SHORT EXERCISE >> Rewrite the data below, substituting "gray baseboard" for "white baseboard" wherever it occurs and leaving everything else unchanged.
## start DATA RECORDS
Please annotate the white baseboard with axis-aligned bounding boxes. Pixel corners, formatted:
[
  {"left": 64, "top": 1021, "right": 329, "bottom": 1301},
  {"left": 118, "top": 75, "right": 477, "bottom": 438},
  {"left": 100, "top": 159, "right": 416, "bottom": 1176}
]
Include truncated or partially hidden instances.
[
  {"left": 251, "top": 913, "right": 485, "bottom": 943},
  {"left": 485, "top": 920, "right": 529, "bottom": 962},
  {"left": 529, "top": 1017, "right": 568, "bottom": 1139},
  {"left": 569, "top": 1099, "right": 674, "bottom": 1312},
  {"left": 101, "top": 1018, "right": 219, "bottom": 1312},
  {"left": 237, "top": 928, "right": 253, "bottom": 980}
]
## end DATA RECORDS
EXPECTED OUTPUT >>
Please annotate the gray baseboard with axis-aligned bounding boxes. Pixel corners, formatted:
[
  {"left": 64, "top": 1021, "right": 329, "bottom": 1301},
  {"left": 118, "top": 75, "right": 477, "bottom": 438},
  {"left": 100, "top": 159, "right": 416, "bottom": 1176}
]
Include truncated or partially hidden instances.
[
  {"left": 251, "top": 913, "right": 485, "bottom": 943},
  {"left": 485, "top": 920, "right": 529, "bottom": 962},
  {"left": 529, "top": 1017, "right": 568, "bottom": 1139},
  {"left": 569, "top": 1099, "right": 674, "bottom": 1312},
  {"left": 101, "top": 1018, "right": 219, "bottom": 1312},
  {"left": 237, "top": 928, "right": 253, "bottom": 980}
]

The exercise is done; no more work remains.